**Written task**
Filter the items below and copy each line that contains the word "green". Case matters when matching.

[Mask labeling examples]
════════════════

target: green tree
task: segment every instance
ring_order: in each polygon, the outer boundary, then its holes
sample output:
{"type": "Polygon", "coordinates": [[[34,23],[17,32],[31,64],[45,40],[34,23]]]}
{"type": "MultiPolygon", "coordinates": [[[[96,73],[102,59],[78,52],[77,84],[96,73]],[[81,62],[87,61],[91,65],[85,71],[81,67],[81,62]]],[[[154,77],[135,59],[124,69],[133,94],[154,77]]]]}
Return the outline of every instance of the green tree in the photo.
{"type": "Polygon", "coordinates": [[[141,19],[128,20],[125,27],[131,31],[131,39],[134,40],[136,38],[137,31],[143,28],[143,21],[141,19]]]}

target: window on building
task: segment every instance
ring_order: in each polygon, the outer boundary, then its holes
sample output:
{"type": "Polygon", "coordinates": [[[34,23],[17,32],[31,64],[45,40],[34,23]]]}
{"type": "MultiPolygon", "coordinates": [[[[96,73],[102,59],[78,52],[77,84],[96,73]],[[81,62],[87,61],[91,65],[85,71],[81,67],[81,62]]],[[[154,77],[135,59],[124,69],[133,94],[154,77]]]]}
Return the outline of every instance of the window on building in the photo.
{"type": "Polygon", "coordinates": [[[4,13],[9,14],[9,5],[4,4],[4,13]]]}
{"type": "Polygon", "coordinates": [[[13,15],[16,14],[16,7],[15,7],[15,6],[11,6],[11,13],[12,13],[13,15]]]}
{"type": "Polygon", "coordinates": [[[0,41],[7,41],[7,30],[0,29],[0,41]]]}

════════════════

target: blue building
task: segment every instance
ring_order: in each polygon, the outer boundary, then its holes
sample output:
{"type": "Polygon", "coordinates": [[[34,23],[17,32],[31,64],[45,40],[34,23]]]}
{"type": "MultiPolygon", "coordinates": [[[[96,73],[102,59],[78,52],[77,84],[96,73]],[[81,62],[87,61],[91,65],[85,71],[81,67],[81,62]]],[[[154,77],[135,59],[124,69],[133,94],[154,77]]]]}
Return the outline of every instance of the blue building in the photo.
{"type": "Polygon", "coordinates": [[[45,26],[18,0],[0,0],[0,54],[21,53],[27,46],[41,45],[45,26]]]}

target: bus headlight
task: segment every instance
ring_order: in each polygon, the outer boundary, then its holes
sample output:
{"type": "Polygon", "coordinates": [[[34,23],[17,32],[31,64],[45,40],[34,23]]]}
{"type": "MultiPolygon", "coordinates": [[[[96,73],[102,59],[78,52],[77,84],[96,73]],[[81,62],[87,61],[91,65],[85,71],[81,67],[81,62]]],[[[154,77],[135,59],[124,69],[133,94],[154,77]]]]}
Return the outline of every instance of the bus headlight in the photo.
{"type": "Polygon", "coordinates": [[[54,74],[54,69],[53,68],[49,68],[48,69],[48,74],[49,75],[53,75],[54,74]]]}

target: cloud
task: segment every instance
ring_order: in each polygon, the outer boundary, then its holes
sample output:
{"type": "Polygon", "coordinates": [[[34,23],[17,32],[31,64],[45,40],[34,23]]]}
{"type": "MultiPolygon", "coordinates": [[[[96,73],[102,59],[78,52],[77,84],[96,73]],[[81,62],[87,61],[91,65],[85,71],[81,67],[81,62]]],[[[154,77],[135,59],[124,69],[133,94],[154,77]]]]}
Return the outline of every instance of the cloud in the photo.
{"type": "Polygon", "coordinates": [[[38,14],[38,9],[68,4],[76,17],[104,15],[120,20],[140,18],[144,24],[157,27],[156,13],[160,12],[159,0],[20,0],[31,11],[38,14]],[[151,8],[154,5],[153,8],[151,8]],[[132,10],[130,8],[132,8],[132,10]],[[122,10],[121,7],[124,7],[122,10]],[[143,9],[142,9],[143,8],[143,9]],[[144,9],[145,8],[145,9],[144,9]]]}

════════════════

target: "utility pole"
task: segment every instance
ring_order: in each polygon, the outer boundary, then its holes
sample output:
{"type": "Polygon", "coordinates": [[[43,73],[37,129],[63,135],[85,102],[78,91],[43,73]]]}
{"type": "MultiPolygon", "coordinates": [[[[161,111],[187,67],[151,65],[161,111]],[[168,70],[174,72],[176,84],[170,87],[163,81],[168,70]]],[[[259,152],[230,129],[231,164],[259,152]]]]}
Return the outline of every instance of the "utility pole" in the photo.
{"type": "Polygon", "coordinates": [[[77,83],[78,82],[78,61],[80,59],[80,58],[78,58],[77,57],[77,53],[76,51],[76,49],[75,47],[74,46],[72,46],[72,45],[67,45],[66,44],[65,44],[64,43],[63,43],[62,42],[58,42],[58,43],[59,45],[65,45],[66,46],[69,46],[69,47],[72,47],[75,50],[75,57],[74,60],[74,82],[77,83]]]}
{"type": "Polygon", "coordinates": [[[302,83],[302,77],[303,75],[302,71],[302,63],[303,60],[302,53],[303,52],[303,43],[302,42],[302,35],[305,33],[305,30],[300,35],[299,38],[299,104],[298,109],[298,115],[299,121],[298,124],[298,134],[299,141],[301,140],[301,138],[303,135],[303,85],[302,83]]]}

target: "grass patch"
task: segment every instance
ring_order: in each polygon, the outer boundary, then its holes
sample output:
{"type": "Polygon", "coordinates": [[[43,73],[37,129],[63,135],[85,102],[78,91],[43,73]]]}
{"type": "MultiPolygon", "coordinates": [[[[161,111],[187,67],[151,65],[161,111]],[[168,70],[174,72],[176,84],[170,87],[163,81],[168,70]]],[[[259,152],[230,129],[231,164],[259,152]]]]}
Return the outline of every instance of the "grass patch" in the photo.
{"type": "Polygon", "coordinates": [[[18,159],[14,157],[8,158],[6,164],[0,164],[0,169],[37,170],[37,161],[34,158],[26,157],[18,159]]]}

════════════════

**Solution to the problem**
target: green tree
Return the outline of every instance of the green tree in the photo.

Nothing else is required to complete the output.